- [Saved data entries]
•••••

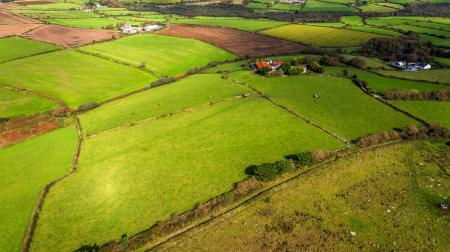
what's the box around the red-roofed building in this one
[255,60,285,73]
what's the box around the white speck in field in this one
[350,231,356,236]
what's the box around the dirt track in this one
[158,24,304,57]
[23,25,117,47]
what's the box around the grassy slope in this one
[158,142,450,251]
[324,66,450,93]
[80,73,252,135]
[173,18,287,32]
[375,69,450,84]
[80,34,236,77]
[31,96,343,252]
[228,71,417,140]
[0,37,60,63]
[0,50,155,108]
[0,126,78,252]
[47,17,141,29]
[390,101,450,128]
[0,89,58,118]
[260,24,380,47]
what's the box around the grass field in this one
[0,89,58,118]
[0,126,77,252]
[390,101,450,128]
[157,141,450,251]
[419,34,450,48]
[0,50,155,107]
[228,71,417,140]
[80,34,236,77]
[12,9,100,19]
[31,96,343,252]
[324,67,450,93]
[173,17,287,32]
[375,69,450,84]
[348,26,402,37]
[260,24,381,47]
[202,61,244,73]
[0,37,60,63]
[341,16,364,26]
[47,17,141,29]
[80,73,252,135]
[359,4,397,12]
[435,57,450,67]
[303,0,357,12]
[26,3,81,10]
[391,24,450,38]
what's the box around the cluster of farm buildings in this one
[121,24,163,34]
[392,61,431,72]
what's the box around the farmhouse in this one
[121,24,143,34]
[405,62,431,72]
[392,61,406,69]
[255,60,284,72]
[143,24,162,32]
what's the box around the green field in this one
[419,34,450,47]
[80,73,251,135]
[341,16,364,26]
[348,26,402,37]
[47,17,141,29]
[391,101,450,128]
[375,69,450,84]
[31,96,343,252]
[0,50,155,107]
[80,34,236,77]
[324,67,450,93]
[12,9,100,19]
[435,57,450,67]
[26,3,81,10]
[303,0,357,12]
[359,4,397,12]
[0,37,60,63]
[157,142,450,251]
[173,17,287,32]
[0,126,77,252]
[260,24,381,47]
[228,71,417,140]
[0,89,58,118]
[391,24,450,38]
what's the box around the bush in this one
[288,66,305,75]
[150,76,176,88]
[308,62,323,73]
[350,57,366,69]
[74,244,99,252]
[77,102,99,112]
[258,66,271,76]
[248,160,293,181]
[288,152,313,166]
[274,160,293,173]
[281,62,291,73]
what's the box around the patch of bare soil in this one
[0,23,43,37]
[0,112,62,148]
[23,24,118,47]
[0,10,40,24]
[15,0,54,5]
[157,24,304,57]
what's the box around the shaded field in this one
[390,101,450,128]
[375,69,450,84]
[80,34,236,77]
[228,71,417,140]
[0,50,155,107]
[0,88,57,118]
[260,24,381,47]
[158,24,304,57]
[324,66,450,93]
[24,24,117,47]
[80,73,252,135]
[0,126,77,252]
[31,96,343,252]
[0,36,60,62]
[157,142,450,251]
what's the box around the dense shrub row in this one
[356,124,450,148]
[246,160,293,181]
[150,76,176,88]
[383,89,450,101]
[77,102,99,112]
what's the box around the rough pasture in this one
[157,142,450,251]
[23,25,117,47]
[31,96,343,252]
[0,88,57,118]
[157,24,304,57]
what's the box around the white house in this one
[143,24,162,32]
[121,24,142,34]
[392,61,406,69]
[416,62,431,70]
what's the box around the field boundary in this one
[223,74,351,145]
[20,116,83,252]
[0,42,62,64]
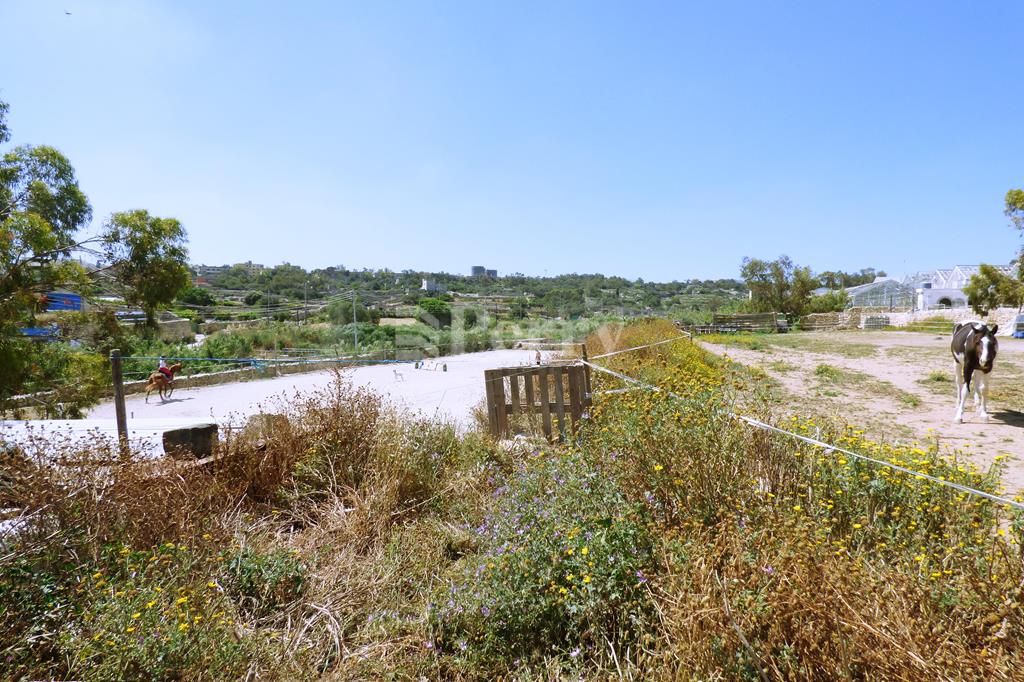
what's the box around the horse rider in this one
[158,356,173,381]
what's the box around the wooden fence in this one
[484,364,592,442]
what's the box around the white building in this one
[903,265,1014,310]
[421,279,447,293]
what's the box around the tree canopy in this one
[101,210,190,325]
[1006,187,1024,233]
[0,99,97,409]
[964,264,1024,315]
[418,297,452,328]
[817,268,886,289]
[740,255,818,318]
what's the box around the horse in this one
[145,362,182,403]
[951,321,998,423]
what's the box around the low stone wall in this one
[115,358,390,398]
[799,307,1019,334]
[158,318,194,342]
[799,312,858,331]
[198,320,265,334]
[883,308,1020,333]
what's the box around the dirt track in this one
[700,331,1024,495]
[87,349,553,431]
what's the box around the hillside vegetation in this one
[1,320,1021,680]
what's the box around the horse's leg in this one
[977,372,990,422]
[953,362,967,423]
[145,383,151,403]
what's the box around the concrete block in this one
[162,422,218,459]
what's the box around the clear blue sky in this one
[3,0,1023,281]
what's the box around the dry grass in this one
[3,325,1023,680]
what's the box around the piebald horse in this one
[145,362,182,403]
[951,322,998,423]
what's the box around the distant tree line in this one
[197,265,751,320]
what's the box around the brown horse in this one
[145,362,182,402]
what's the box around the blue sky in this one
[3,0,1023,280]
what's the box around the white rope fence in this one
[578,358,1024,512]
[590,333,691,360]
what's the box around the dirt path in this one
[701,332,1024,495]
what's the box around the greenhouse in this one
[842,278,915,309]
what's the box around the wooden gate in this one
[484,363,592,442]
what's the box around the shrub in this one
[1,538,260,681]
[224,547,305,620]
[434,448,658,665]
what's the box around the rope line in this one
[119,355,407,365]
[590,333,691,360]
[578,359,1024,511]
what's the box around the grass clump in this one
[814,363,845,382]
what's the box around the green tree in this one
[740,255,817,318]
[325,299,375,324]
[510,297,529,319]
[964,263,1024,315]
[101,210,190,326]
[462,306,480,329]
[418,297,452,328]
[1006,187,1024,233]
[177,285,215,306]
[543,288,585,318]
[806,289,849,313]
[1,99,96,409]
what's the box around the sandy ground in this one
[87,349,554,431]
[700,331,1024,494]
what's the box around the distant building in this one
[193,262,264,277]
[421,279,447,293]
[471,265,486,277]
[486,269,498,278]
[813,264,1017,311]
[194,264,228,277]
[903,264,1014,310]
[233,260,265,276]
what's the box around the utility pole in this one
[304,280,308,322]
[353,292,359,353]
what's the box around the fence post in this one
[110,349,129,456]
[580,343,592,399]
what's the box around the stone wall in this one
[798,307,1020,334]
[883,307,1020,332]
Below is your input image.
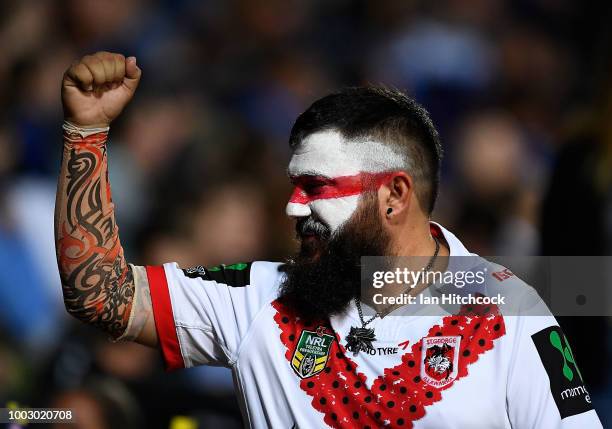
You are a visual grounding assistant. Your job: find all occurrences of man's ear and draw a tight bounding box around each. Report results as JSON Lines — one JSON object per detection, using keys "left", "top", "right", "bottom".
{"left": 382, "top": 172, "right": 413, "bottom": 218}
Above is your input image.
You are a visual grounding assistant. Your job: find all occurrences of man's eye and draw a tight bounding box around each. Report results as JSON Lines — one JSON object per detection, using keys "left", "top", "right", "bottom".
{"left": 304, "top": 183, "right": 328, "bottom": 193}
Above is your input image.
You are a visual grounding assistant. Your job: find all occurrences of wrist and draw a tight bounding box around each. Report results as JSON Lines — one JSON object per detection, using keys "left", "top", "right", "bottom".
{"left": 63, "top": 120, "right": 109, "bottom": 142}
{"left": 62, "top": 114, "right": 111, "bottom": 129}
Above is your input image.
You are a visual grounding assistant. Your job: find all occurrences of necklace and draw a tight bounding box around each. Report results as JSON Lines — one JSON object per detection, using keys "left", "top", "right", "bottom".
{"left": 345, "top": 236, "right": 440, "bottom": 356}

•••••

A faithful copy of all the records is required, with the pictures left out.

- [WORKED SOLUTION]
what's the box around the red-roofed building in this one
[255,60,285,73]
what's the box around the white speck in field in this one
[350,231,356,236]
what's the box around the dirt track in this one
[158,24,304,57]
[23,25,117,47]
what's the box around the grassy slope in this one
[158,142,450,251]
[324,66,450,93]
[80,73,252,135]
[173,18,287,32]
[375,69,450,84]
[80,34,236,77]
[31,96,343,252]
[228,71,417,140]
[0,37,60,63]
[0,50,155,108]
[0,126,78,252]
[47,17,141,29]
[390,101,450,128]
[0,89,58,118]
[260,24,380,47]
what's the box around the grass field in this one
[0,89,58,118]
[0,126,77,252]
[390,101,450,128]
[157,141,450,251]
[419,34,450,48]
[0,50,155,107]
[228,71,417,140]
[80,34,236,77]
[12,9,100,19]
[31,96,343,252]
[324,67,450,93]
[173,17,287,32]
[375,69,450,84]
[348,26,402,37]
[260,24,381,47]
[202,61,244,73]
[0,37,60,63]
[341,16,364,26]
[47,17,141,29]
[80,73,252,135]
[359,4,397,12]
[435,57,450,67]
[303,0,357,12]
[26,3,81,10]
[391,24,450,38]
what's the box around the cluster of farm buildings in this one
[121,24,163,34]
[392,61,431,72]
what's the box around the farmhouse in this one
[121,24,143,34]
[405,62,431,72]
[392,61,406,69]
[255,60,284,72]
[143,24,162,32]
what's the box around the green field in this one
[419,34,450,47]
[80,73,251,135]
[341,16,364,26]
[348,26,402,37]
[47,17,141,29]
[391,101,450,128]
[375,69,450,84]
[31,96,343,252]
[0,50,155,107]
[80,34,236,77]
[324,67,450,93]
[12,9,100,19]
[435,57,450,67]
[26,3,81,10]
[303,0,357,12]
[359,4,397,12]
[0,37,60,63]
[157,142,450,251]
[173,17,287,32]
[0,126,77,252]
[260,24,381,47]
[228,71,417,140]
[0,89,58,118]
[391,24,450,38]
what's the box around the bush in this one
[288,66,305,75]
[150,76,176,88]
[308,62,323,73]
[350,57,366,69]
[74,244,99,252]
[77,102,99,112]
[258,66,271,76]
[248,160,293,181]
[288,152,313,166]
[274,160,293,173]
[281,62,291,73]
what's the box around the patch of bare soil in this one
[0,23,43,37]
[0,112,62,148]
[23,24,118,47]
[0,10,40,24]
[15,0,54,5]
[157,24,304,57]
what's the box around the shaded field in this one
[390,101,450,128]
[375,69,450,84]
[80,34,236,77]
[228,71,417,140]
[0,50,155,107]
[0,88,57,118]
[260,24,381,47]
[158,24,304,57]
[324,66,450,93]
[24,24,117,47]
[80,73,252,135]
[0,126,77,252]
[31,96,343,252]
[0,36,60,62]
[157,142,450,251]
what's the box around the dense shrub row in this one
[356,124,450,148]
[246,160,293,181]
[150,76,176,88]
[383,89,450,101]
[77,102,99,112]
what's the box around the rough pasture in this one
[157,142,450,251]
[23,25,117,47]
[31,96,343,252]
[0,88,57,118]
[157,24,304,57]
what's the box around the white house in this one
[143,24,162,32]
[121,24,142,34]
[392,61,406,69]
[416,62,431,70]
what's the box around the field boundary in this one
[223,74,351,145]
[20,116,83,252]
[0,42,62,64]
what's the box around the horse rider in this one
[158,356,173,381]
what's the box around the wooden fence in this one
[484,364,592,442]
what's the box around the white building in this one
[903,265,1014,310]
[421,279,447,293]
what's the box around the tree canopy in this one
[101,210,190,325]
[1006,187,1024,233]
[0,99,97,409]
[964,264,1024,315]
[418,297,452,328]
[817,268,886,289]
[740,255,818,318]
what's the box around the horse in this one
[145,362,182,403]
[951,321,998,423]
what's the box around the low stone wall in this one
[115,358,390,398]
[799,307,1019,334]
[158,318,194,342]
[799,312,858,331]
[198,320,265,334]
[883,308,1020,333]
what's the box around the dirt track in this one
[700,331,1024,495]
[87,349,553,431]
what's the box around the hillside vegetation in this one
[1,320,1021,680]
what's the box around the horse's leg in this one
[977,372,990,422]
[953,362,967,423]
[145,383,151,403]
what's the box around the concrete block in this one
[162,422,218,459]
what's the box around the clear blue sky in this one
[3,0,1023,281]
what's the box around the dry grass in this one
[3,325,1023,680]
what's the box around the piebald horse in this one
[145,362,182,403]
[951,322,998,423]
what's the box around the distant tree line in this one
[197,265,751,320]
what's the box around the brown horse in this one
[145,362,182,402]
what's the box around the blue sky in this one
[3,0,1023,280]
what's the box around the white rope fence in this one
[578,358,1024,512]
[590,333,691,360]
what's the box around the dirt path in this one
[701,332,1024,495]
what's the box around the greenhouse in this one
[842,278,915,309]
what's the box around the wooden gate in this one
[484,363,592,442]
what's the box around the shrub in this one
[1,538,260,681]
[224,547,305,620]
[434,448,658,665]
what's the box around the rope line in this one
[119,355,407,365]
[590,333,691,360]
[578,359,1024,511]
what's the box around the grass clump in this one
[814,363,845,382]
what's the box around the green tree in this one
[740,255,817,318]
[325,299,375,324]
[510,297,529,319]
[964,263,1024,315]
[101,210,190,326]
[462,306,480,329]
[418,297,452,328]
[1006,187,1024,233]
[177,285,215,306]
[543,288,585,318]
[806,289,849,313]
[1,99,96,409]
what's the box around the sandy ground in this one
[87,349,554,431]
[700,331,1024,494]
what's the box around the distant building in this one
[193,262,264,277]
[421,279,447,293]
[471,265,486,277]
[486,269,498,278]
[813,264,1017,311]
[194,264,228,277]
[903,264,1014,310]
[233,260,265,276]
what's the box around the utility pole in this one
[304,280,308,322]
[353,292,359,353]
what's the box around the fence post in this one
[110,349,129,456]
[580,343,592,399]
what's the box around the stone wall in this one
[798,307,1020,334]
[883,307,1020,332]
Below is your input image.
You are a visual grounding assistant. Your job: find all occurrences of man's ear and draw a tight bounding box around each. Report results as JSON Lines — one JSON object per detection, using keys "left", "top", "right", "bottom".
{"left": 382, "top": 172, "right": 413, "bottom": 218}
Above is your input image.
You are a visual grounding assistant. Your job: find all occurrences of man's eye and draw a tight bounding box around each. Report results as JSON Lines — one JSON object per detection, using keys "left", "top", "right", "bottom".
{"left": 304, "top": 183, "right": 328, "bottom": 193}
Above is your input image.
You are a visual grounding assistant. Your job: find all occurrences of wrist and draw a tight bounding box around each. Report results as JSON Lines — one JSON object per detection, using keys "left", "top", "right", "bottom".
{"left": 63, "top": 120, "right": 109, "bottom": 142}
{"left": 62, "top": 114, "right": 111, "bottom": 129}
Above is your input image.
You are a visual grounding assistant. Your job: find all occurrences of necklace and draw a tight bounding box around each. Report results as JSON Lines — one JSON object per detection, using keys "left", "top", "right", "bottom".
{"left": 345, "top": 236, "right": 440, "bottom": 356}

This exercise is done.